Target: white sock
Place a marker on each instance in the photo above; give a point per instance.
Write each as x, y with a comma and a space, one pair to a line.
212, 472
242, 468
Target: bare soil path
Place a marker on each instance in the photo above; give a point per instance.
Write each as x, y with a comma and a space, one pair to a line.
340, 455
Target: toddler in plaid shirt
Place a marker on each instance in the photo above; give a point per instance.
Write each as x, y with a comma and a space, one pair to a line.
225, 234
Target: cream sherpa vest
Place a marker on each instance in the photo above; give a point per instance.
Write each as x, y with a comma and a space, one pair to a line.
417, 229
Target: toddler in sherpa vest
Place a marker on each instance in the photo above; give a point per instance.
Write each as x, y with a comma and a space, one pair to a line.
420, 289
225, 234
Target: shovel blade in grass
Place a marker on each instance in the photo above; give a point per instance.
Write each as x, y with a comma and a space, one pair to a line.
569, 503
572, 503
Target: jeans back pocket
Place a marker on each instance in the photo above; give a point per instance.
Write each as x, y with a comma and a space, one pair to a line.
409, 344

☆ ☆ ☆

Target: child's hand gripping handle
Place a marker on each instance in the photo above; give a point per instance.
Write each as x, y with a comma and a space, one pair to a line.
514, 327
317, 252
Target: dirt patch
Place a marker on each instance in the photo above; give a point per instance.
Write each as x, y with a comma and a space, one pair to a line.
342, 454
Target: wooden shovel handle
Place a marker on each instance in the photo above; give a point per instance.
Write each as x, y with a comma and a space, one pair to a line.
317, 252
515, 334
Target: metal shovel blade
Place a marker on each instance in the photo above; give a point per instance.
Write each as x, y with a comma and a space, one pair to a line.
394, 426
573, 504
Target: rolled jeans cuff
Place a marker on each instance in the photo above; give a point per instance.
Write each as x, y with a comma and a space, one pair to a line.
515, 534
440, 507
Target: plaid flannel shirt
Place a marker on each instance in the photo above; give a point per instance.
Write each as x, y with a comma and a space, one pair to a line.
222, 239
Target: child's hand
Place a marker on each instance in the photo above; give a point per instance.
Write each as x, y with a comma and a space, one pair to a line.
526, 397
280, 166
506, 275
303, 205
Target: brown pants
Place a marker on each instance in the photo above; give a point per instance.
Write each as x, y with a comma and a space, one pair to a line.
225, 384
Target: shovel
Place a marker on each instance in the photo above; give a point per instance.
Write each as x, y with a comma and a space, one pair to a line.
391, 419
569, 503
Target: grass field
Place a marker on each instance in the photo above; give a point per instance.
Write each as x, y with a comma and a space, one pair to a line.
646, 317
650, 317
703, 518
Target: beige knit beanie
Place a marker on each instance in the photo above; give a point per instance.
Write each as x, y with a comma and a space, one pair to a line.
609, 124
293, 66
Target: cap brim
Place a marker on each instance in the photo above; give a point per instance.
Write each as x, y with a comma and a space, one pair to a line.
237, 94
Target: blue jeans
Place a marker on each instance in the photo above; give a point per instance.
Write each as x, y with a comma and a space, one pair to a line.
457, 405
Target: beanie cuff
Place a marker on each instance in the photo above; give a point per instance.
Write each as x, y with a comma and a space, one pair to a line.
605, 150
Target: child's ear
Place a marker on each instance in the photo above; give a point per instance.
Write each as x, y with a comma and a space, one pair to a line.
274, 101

☆ ☆ ☆

- BRIEF:
Pull out each line above that contains the word "shirt" and copy it unchanged.

- WORKED SOLUTION:
Target: toddler in plaid shirt
Target: plaid flannel shirt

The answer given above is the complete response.